### Set exercise
Please rewrite the records below as a numbered list, leaving out any blank lines.

(A block of data)
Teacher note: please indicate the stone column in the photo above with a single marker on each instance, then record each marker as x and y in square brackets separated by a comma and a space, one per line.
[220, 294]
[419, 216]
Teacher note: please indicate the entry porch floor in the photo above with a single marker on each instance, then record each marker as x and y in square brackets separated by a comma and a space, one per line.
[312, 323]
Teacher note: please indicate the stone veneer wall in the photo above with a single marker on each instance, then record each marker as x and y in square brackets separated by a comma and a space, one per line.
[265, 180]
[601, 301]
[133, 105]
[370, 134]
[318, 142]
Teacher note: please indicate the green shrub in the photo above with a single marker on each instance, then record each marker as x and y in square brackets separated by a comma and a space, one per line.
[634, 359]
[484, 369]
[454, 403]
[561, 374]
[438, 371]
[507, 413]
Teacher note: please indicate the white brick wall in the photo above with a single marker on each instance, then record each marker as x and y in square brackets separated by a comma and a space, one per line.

### Full output
1. Teacher note: please indicate the stone column in the photo above with a single marker on each instance, then record each marker as x and y in square brackets separated by a comma and a space, one per line.
2. [220, 294]
3. [419, 216]
4. Teacher note: please indicate the entry porch floor in the photo above with a single marker on each instance, then record each marker as x and y in square brackets separated by a comma and a space, one per line.
5. [312, 323]
6. Teacher note: please indicate the stone veneer wall in the photo above with a single marker on each instance, then record each marker as x and y in square brackets separated by a comma and a space, one per line.
7. [265, 180]
8. [601, 301]
9. [133, 105]
10. [370, 134]
11. [318, 142]
12. Teacher note: please indicate the green shrub in the photo above with a single marker on each instance, then record each marker as x and y in square brackets separated by a comma and a space, one per line.
13. [634, 359]
14. [484, 369]
15. [454, 403]
16. [561, 374]
17. [438, 371]
18. [507, 413]
19. Teacher note: please indicate the white brick wall in the photo above with a single marker on each instance, then record each marker as x and y in square brackets separated by a comma and a space, one per line.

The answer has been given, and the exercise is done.